- REQUEST
Pick out each line of the data below that contains the string "label" and copy those lines.

--- Start of LISTED ENTRIES ---

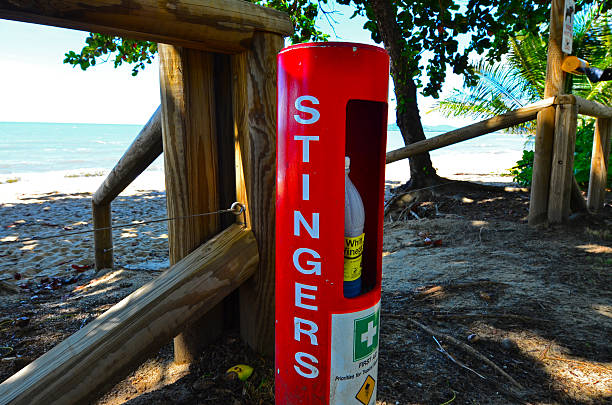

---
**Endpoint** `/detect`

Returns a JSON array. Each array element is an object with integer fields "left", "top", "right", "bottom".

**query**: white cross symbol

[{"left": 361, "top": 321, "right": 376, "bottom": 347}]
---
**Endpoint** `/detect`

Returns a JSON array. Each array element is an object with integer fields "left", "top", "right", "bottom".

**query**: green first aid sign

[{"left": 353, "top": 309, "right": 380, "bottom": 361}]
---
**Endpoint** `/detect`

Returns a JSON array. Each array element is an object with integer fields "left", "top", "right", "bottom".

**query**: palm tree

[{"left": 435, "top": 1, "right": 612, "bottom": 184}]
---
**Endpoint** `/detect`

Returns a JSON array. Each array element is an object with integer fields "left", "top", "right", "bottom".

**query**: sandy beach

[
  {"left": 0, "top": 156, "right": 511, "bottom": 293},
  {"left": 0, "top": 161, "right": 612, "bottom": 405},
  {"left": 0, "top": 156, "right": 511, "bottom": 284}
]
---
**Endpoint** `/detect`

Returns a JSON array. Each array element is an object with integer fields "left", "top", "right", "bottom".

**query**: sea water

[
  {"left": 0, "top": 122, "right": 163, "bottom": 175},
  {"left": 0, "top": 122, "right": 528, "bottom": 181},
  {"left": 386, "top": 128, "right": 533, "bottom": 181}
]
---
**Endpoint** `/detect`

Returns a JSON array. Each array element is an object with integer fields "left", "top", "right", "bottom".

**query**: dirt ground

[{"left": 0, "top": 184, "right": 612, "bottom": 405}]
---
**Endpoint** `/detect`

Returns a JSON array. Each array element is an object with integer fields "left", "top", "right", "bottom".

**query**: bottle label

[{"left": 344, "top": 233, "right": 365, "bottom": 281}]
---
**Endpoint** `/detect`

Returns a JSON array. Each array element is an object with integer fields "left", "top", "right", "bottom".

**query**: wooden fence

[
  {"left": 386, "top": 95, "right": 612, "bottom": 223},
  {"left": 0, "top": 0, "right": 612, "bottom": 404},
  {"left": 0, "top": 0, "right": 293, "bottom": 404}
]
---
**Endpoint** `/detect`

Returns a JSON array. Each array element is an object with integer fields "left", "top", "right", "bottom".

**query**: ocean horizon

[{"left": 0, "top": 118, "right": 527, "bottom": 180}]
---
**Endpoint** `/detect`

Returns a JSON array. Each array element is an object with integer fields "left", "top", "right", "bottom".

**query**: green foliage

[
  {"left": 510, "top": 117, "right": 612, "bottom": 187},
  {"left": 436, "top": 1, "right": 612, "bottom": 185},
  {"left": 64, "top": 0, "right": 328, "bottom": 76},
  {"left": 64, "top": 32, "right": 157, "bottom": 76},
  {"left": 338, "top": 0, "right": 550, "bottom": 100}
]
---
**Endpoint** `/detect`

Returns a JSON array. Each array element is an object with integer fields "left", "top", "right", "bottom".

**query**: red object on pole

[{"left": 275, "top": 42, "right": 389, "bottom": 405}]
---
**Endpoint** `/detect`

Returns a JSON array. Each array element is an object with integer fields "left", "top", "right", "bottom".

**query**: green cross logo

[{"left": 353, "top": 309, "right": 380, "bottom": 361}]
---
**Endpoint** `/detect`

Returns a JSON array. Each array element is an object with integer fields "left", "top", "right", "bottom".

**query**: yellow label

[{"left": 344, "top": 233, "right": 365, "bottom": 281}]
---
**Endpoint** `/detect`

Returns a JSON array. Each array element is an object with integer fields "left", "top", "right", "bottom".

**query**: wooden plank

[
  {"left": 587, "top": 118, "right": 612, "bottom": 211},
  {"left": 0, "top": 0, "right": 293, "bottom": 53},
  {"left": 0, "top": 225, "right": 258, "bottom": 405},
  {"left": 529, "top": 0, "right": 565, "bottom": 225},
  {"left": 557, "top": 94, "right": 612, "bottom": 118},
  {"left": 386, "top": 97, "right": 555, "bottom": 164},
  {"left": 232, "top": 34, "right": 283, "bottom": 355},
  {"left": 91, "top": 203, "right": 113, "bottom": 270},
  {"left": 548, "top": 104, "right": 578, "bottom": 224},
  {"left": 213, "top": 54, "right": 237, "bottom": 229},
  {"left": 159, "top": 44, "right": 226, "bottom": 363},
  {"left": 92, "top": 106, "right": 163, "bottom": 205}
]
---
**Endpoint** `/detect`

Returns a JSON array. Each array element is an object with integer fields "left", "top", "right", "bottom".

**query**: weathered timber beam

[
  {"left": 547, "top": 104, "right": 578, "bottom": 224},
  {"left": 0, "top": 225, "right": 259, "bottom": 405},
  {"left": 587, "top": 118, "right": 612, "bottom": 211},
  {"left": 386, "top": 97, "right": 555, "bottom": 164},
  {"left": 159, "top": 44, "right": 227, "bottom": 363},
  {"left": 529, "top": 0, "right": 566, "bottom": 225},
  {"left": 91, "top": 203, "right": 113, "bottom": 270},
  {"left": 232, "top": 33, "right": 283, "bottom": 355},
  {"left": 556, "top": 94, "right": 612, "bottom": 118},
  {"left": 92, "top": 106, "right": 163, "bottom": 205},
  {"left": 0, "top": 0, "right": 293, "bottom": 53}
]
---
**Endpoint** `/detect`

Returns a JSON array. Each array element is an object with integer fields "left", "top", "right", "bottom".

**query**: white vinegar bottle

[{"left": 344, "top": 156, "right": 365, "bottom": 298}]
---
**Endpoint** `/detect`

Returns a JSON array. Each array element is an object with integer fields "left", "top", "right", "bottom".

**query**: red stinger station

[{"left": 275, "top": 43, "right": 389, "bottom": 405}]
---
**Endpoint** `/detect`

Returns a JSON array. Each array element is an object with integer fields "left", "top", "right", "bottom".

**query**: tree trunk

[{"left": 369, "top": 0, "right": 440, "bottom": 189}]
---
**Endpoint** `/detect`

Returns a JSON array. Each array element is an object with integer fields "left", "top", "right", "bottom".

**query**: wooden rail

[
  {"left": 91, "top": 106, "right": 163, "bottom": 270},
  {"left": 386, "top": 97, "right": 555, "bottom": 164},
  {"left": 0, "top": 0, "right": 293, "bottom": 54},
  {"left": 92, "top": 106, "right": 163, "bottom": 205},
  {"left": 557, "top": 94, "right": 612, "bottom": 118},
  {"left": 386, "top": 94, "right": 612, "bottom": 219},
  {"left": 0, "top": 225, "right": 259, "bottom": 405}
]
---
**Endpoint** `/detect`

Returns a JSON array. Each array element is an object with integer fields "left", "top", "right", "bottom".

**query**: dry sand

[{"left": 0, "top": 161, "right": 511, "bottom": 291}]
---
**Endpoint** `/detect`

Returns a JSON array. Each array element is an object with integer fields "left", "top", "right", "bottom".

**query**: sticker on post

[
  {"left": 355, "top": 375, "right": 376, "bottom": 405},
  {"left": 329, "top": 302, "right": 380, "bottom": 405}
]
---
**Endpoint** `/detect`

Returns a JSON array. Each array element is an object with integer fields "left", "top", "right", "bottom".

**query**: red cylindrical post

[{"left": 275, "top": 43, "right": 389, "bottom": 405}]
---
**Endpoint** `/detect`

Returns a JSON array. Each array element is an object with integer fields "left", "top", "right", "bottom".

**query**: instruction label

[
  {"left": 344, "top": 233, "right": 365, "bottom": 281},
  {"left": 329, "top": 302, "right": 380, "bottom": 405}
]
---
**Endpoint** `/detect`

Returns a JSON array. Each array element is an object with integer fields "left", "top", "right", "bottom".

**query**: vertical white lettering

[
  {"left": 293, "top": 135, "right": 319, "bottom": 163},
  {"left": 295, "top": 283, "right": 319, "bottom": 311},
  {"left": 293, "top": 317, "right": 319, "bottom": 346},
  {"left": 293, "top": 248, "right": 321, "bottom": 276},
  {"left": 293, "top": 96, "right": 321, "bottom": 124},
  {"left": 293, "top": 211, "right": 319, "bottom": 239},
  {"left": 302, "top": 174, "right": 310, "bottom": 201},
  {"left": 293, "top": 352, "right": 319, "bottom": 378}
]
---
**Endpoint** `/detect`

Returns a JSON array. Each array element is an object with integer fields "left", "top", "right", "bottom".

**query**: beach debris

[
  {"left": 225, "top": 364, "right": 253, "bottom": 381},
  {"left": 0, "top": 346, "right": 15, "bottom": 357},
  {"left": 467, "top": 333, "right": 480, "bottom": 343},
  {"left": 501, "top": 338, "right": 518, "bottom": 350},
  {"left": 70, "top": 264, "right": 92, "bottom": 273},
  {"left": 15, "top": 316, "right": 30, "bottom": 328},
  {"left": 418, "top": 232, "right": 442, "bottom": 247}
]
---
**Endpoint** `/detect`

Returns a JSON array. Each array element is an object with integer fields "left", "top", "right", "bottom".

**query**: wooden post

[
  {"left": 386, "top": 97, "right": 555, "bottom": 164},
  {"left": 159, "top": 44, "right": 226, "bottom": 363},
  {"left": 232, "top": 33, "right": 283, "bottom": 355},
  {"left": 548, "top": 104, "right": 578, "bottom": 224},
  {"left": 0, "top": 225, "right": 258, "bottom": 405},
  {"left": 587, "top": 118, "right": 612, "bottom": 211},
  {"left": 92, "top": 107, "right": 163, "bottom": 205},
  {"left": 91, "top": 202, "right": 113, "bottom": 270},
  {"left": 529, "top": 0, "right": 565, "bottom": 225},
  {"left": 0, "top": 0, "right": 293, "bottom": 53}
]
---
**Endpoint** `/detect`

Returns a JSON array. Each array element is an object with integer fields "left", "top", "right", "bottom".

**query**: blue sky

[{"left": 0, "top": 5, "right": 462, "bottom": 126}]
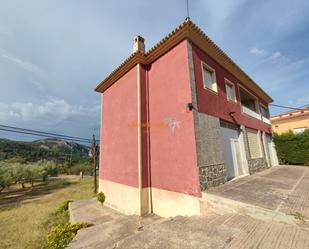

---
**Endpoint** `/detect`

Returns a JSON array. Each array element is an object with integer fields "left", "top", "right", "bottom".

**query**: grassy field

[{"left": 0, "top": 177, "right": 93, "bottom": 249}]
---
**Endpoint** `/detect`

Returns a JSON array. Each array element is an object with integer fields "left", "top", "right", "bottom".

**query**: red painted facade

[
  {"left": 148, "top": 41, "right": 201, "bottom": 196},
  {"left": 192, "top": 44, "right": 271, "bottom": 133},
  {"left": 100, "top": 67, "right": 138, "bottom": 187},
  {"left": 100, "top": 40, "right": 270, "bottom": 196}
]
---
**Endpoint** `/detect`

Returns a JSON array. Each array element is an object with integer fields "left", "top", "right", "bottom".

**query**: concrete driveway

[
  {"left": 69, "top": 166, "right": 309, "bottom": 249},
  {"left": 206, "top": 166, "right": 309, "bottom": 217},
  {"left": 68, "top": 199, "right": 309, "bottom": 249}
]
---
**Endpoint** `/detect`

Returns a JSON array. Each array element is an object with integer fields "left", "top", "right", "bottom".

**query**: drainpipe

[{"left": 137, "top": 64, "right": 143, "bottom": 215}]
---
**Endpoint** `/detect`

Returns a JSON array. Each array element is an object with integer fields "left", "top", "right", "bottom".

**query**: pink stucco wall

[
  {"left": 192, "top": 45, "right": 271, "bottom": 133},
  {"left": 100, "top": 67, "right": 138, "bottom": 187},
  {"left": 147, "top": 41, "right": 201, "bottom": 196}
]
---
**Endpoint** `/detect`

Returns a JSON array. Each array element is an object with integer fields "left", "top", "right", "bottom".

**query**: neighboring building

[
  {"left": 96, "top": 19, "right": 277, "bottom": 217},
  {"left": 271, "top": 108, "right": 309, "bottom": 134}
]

--- End of LISTED ENTRIES ---

- EXERCISE SOLUTION
**query**: bottle label
**query**: yellow label
**query**: instruction label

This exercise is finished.